AUSGANGSDOKUMENT =
# Fehlercode ORA-00923



## Sukkubus (6. November 2005)

Huhu 

ich habe folgende Anfrage:

SELECT c.country, m.name, MAX(m.height) AS 'Höhe'
FROM geo_mountain g, mountain m, encompasses e, country c
WHERE e.continent='Asia'
AND e.country=g.country 
AND g.mountain=m.name 
AND e.country=c.code 
GROUP BY c.country 
ORDER BY Höhe desc

Beim Ausführen kommt folgender Fehler: OCIStmtExecute: ORA-00923: FROM keyword not found where expected 

Ich versteh ned wieso der das FROM ned findet 
Hoffe ihr könnt mir helfen. Danke schon mal


----------



## Nico Graichen (6. November 2005)

Hi,

Ich kann das hier nicht nachtesten, aber kann es sein, dass du beim Alias "Höhe" die Hochkomma weglassen musst. Ich hab das jedenfalls noch nie gesehen. Vorallem da Strings in SQL in Hochkomma angegeben werden und ein Alias ist bekanntlich ein Bezeichner.

SCHRIFTLICHE AUFGABE = Kopiere aus dem Forumsthread zum Fehlercode ORA-00923 wortgetreu den Abschnitt, der mit den Worten „Ich versteh ned“ beginnt und nach den Worten „bekanntlich ein Bezeichner.“ endet. Die nachstehende Auflistung wird nicht benötigt.

ANGEZEIGTE DATEN =
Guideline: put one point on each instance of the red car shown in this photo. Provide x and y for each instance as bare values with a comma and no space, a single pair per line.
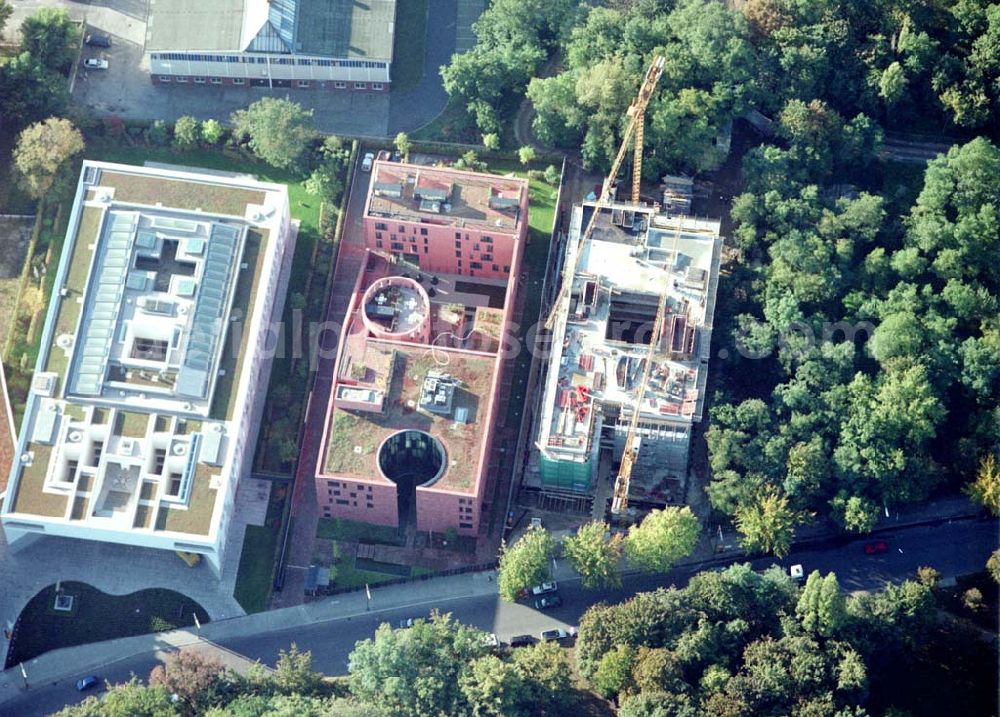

DIE LÖSUNG =
Ich versteh ned wieso der das FROM ned findet 
Hoffe ihr könnt mir helfen. Danke schon mal


----------



## Nico Graichen (6. November 2005)

Hi,

Ich kann das hier nicht nachtesten, aber kann es sein, dass du beim Alias "Höhe" die Hochkomma weglassen musst. Ich hab das jedenfalls noch nie gesehen. Vorallem da Strings in SQL in Hochkomma angegeben werden und ein Alias ist bekanntlich ein Bezeichner.